◆ YOUR GOAL ◆
Starting at the line that contains "Give the target" in the listing below, write out every line word for word until you have written the line that contains "130L249 138L247 176L262".

◆ RECORD EXTRACTS ◆
┄┄┄┄┄┄┄┄┄┄
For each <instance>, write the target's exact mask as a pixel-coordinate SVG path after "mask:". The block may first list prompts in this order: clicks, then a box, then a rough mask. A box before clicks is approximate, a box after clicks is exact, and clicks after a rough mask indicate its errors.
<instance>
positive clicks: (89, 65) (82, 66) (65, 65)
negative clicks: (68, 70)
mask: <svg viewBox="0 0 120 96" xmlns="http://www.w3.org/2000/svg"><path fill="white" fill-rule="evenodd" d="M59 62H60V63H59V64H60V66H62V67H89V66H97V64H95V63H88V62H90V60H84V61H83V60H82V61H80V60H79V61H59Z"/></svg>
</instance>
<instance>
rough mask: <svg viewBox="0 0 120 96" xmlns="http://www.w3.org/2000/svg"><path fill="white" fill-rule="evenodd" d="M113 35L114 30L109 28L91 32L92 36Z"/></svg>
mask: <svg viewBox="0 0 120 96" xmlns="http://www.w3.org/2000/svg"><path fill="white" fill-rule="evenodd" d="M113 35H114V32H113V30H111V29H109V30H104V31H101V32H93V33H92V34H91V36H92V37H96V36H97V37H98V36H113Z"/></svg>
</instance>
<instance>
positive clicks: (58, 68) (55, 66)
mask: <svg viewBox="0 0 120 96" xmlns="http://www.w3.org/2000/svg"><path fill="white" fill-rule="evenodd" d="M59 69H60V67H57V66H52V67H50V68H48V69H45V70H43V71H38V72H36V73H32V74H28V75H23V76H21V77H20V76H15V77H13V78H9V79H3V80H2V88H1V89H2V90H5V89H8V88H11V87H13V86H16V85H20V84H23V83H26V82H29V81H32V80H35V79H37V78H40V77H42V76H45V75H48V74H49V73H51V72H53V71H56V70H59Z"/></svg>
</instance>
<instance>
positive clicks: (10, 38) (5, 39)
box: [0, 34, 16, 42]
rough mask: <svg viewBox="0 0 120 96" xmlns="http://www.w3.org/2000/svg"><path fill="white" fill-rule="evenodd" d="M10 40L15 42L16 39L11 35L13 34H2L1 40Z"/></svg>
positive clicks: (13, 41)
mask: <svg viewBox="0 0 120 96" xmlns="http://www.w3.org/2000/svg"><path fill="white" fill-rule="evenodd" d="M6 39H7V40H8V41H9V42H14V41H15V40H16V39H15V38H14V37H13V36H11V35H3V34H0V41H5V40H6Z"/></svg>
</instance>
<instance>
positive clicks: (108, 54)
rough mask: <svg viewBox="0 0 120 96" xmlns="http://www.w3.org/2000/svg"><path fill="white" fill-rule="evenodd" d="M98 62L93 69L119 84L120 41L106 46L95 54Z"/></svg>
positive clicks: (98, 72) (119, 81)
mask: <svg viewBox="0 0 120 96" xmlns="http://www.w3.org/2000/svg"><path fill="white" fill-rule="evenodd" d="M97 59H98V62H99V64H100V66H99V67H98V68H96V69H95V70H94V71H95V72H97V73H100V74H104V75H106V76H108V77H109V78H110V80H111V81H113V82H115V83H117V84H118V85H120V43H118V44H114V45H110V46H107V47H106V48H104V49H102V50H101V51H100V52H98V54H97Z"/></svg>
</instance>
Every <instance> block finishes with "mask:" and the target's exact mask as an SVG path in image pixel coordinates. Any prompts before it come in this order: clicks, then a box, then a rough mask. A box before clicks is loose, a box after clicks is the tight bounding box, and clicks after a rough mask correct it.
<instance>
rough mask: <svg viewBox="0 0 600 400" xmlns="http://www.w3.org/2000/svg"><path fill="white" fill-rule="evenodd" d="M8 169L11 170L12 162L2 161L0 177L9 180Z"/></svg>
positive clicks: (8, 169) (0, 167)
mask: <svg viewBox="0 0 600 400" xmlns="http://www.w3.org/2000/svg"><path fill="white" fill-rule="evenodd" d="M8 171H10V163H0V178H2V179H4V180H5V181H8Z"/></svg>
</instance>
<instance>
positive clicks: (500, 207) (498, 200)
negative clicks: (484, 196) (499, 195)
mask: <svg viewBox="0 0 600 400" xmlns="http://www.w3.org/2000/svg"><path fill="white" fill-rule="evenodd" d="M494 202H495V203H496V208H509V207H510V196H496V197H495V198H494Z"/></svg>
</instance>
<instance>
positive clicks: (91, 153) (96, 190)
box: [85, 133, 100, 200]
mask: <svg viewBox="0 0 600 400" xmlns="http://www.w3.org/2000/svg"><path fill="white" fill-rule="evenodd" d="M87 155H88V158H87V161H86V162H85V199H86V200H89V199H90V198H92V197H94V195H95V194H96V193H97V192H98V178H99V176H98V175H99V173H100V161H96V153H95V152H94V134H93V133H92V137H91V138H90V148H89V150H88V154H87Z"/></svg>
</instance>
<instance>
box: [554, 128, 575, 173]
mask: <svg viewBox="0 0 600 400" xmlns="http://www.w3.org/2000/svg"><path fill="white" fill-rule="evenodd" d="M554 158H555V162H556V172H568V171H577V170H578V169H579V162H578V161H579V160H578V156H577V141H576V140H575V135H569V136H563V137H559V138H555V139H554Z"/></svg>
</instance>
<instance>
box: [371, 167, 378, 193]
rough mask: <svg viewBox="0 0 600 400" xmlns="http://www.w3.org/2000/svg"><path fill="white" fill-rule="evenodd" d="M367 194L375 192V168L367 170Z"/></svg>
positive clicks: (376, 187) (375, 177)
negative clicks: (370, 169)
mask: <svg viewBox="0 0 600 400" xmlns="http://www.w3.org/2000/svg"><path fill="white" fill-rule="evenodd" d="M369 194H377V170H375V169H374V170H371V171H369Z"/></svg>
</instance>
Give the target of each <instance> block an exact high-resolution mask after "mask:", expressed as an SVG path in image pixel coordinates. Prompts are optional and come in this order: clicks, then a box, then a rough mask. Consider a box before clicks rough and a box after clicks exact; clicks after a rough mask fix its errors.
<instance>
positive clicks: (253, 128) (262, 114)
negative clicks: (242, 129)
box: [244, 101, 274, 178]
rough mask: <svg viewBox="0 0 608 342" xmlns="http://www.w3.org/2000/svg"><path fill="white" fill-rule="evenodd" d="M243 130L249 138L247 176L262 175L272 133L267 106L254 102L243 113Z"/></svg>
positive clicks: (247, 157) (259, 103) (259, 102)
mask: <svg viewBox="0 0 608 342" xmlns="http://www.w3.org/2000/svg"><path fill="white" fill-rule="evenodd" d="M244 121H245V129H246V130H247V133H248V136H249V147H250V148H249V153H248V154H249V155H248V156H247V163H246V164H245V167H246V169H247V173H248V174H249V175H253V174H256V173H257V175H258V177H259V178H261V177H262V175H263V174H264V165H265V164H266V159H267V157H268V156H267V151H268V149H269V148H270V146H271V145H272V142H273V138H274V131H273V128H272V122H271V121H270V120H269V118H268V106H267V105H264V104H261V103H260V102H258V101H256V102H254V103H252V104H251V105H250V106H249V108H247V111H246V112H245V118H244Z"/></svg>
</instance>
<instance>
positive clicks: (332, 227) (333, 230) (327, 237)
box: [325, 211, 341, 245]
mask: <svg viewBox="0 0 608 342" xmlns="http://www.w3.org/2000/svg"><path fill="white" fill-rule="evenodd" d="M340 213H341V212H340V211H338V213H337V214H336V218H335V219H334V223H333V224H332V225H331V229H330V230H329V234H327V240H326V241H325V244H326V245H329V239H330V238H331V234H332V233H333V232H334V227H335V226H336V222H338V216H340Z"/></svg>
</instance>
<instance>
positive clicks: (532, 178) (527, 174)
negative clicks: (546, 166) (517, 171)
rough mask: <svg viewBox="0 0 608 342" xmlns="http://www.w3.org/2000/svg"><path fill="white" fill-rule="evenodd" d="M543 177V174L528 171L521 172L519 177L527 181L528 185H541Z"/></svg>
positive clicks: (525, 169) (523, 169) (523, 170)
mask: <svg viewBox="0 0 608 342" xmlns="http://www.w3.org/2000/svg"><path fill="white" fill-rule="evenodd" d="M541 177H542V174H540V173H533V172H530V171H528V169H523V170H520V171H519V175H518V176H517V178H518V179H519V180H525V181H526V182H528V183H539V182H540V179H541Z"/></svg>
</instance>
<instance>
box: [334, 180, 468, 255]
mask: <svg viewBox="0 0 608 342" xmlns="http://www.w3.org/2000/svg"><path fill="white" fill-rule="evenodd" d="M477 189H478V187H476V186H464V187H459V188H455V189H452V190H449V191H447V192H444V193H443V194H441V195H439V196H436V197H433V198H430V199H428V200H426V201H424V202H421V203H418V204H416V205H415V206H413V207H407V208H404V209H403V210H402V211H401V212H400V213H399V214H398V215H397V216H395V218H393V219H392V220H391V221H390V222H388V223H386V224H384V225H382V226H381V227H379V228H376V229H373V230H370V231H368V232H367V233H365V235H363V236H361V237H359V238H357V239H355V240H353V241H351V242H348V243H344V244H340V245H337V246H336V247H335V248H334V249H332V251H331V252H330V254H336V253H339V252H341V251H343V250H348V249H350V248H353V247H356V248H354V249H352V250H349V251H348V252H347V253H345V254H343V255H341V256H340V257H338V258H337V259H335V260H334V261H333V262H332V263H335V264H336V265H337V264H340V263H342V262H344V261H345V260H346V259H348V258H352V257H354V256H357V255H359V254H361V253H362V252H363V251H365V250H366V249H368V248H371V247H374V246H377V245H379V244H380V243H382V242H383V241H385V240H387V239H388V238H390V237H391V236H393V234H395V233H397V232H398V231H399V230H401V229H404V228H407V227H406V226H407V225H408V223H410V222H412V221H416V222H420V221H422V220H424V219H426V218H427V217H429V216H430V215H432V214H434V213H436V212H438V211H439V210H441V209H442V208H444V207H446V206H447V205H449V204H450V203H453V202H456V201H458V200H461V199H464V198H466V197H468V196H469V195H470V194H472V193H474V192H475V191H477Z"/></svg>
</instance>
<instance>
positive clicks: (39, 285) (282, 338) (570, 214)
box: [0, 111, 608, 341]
┄┄┄┄┄┄┄┄┄┄
◆ ANSWER FOR THE TASK ◆
Give the target of each <instance> block an exact high-resolution mask after "mask:", expressed as an SVG path in image pixel coordinates. Prompts are optional and come in this order: clicks, then a box, then a rough mask. Consider a box before clicks rough and a box after clicks exact; clicks after a rough mask fix its errors.
<instance>
positive clicks: (253, 128) (262, 114)
negative clicks: (242, 129)
box: [244, 101, 274, 178]
rough mask: <svg viewBox="0 0 608 342" xmlns="http://www.w3.org/2000/svg"><path fill="white" fill-rule="evenodd" d="M243 130L249 138L247 176L262 175L272 133L267 106L254 102L243 113Z"/></svg>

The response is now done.